[Point annotation records]
(begin)
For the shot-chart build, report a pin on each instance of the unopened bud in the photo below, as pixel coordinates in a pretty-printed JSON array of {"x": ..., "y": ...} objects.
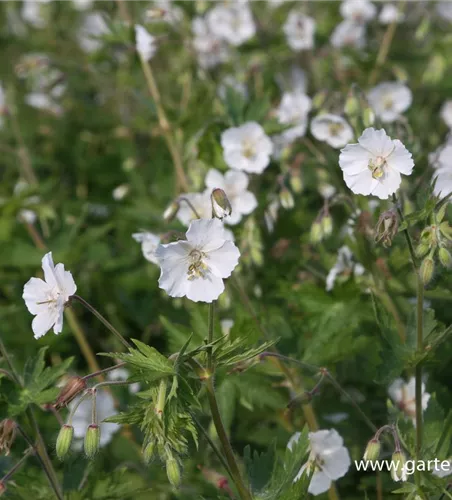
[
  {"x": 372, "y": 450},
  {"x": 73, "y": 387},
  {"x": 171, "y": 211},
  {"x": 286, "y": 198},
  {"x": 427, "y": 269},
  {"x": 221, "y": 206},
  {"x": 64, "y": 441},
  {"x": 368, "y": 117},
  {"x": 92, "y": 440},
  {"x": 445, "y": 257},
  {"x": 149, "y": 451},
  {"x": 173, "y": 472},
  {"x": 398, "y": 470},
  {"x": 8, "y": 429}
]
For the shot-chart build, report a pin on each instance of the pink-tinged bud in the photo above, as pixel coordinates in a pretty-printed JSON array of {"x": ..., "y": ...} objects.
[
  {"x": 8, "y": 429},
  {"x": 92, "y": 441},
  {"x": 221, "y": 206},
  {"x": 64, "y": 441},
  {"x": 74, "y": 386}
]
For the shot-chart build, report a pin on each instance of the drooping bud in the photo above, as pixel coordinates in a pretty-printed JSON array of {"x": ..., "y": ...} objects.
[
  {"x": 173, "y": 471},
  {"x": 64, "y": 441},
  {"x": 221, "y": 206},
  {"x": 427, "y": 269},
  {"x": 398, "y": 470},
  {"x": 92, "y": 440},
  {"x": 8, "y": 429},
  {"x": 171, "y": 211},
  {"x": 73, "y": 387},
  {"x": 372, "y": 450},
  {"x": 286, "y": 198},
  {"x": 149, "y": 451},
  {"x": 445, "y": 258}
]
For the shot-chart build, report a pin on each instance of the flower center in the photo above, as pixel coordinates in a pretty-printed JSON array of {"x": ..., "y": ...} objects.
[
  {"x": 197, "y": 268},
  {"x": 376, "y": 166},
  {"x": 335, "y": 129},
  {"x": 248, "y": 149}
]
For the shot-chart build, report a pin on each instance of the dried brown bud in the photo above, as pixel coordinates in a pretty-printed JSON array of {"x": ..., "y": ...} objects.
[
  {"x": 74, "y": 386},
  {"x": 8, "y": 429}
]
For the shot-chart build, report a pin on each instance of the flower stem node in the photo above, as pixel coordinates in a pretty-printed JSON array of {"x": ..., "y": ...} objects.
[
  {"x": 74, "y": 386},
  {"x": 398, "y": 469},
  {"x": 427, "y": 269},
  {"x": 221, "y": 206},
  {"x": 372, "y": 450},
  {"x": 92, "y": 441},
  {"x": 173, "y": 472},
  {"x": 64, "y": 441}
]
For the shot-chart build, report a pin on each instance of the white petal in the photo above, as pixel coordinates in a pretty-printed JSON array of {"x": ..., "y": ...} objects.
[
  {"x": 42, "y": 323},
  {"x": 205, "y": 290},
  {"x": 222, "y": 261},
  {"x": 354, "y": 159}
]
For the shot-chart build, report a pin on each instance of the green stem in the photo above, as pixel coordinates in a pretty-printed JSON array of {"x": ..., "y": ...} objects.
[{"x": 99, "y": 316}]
(end)
- Exercise aim: Render every line of the records above as a numbered list, skipping blank lines and leaving the pictures out.

- Exercise result:
1. For the shot-chart build, report a pin on each instance of the unopened bud in the photo below, as pixel coordinates in a pretty-printed JSON array of {"x": ..., "y": ...} objects.
2. [
3.   {"x": 372, "y": 450},
4.   {"x": 73, "y": 387},
5.   {"x": 171, "y": 211},
6.   {"x": 286, "y": 198},
7.   {"x": 427, "y": 269},
8.   {"x": 221, "y": 206},
9.   {"x": 64, "y": 441},
10.   {"x": 368, "y": 117},
11.   {"x": 92, "y": 440},
12.   {"x": 445, "y": 257},
13.   {"x": 149, "y": 451},
14.   {"x": 173, "y": 472},
15.   {"x": 398, "y": 470},
16.   {"x": 8, "y": 429}
17. ]
18. For the shot-chart build, report a pin on each instance of the pink-tinged bud in the photo above, as pixel coordinates in a pretty-printed JSON array of {"x": ..., "y": ...} objects.
19. [
20.   {"x": 8, "y": 429},
21.   {"x": 92, "y": 441},
22.   {"x": 221, "y": 206},
23.   {"x": 64, "y": 441},
24.   {"x": 74, "y": 386}
25. ]
26. For the shot-chart build, report a pin on each instance of the drooping bud in the photo above, as pixel coordinates in a pretty-printed JSON array of {"x": ..., "y": ...} objects.
27. [
28.   {"x": 173, "y": 471},
29.   {"x": 64, "y": 441},
30.   {"x": 221, "y": 206},
31.   {"x": 427, "y": 269},
32.   {"x": 398, "y": 470},
33.   {"x": 92, "y": 440},
34.   {"x": 8, "y": 429},
35.   {"x": 171, "y": 211},
36.   {"x": 73, "y": 387},
37.   {"x": 372, "y": 450},
38.   {"x": 286, "y": 198},
39.   {"x": 149, "y": 451},
40.   {"x": 445, "y": 258}
41. ]
42. For the shot-chart build, report a pin on each instance of the flower center in the photo above, as pixel coordinates in a pretty-printed JSON array of {"x": ..., "y": ...} objects.
43. [
44.   {"x": 197, "y": 268},
45.   {"x": 376, "y": 166},
46.   {"x": 335, "y": 129},
47.   {"x": 248, "y": 149}
48. ]
49. For the shot-chart build, report a pin on each instance of the dried brown bud in the photo above, as pixel coordinates in a pretty-printed JSON array of {"x": ..., "y": ...} objects.
50. [
51.   {"x": 74, "y": 386},
52.   {"x": 8, "y": 429}
53. ]
54. For the shot-chart build, report a pin on each instance of the flower stem node in the photo above, as pixel coordinates in a pretty-printed JSON array of {"x": ..., "y": ...} objects.
55. [
56.   {"x": 74, "y": 386},
57.   {"x": 398, "y": 469},
58.   {"x": 427, "y": 269},
59.   {"x": 221, "y": 206},
60.   {"x": 372, "y": 450},
61.   {"x": 92, "y": 441},
62.   {"x": 173, "y": 472},
63.   {"x": 64, "y": 441}
64. ]
65. For the shot-chart build, report a pin on each instance of the white petal in the photo above, as pixel coordinates in a pretty-printed JSON array of {"x": ..., "y": ...} objects.
66. [
67.   {"x": 42, "y": 323},
68.   {"x": 205, "y": 290},
69.   {"x": 222, "y": 261},
70.   {"x": 354, "y": 159}
71. ]
72. For the shot-chart build, report a pin on each instance of the green stem in the photo above, as pixel coordinates in a pretty-printed JSON array of {"x": ..., "y": ...} objects.
73. [{"x": 99, "y": 316}]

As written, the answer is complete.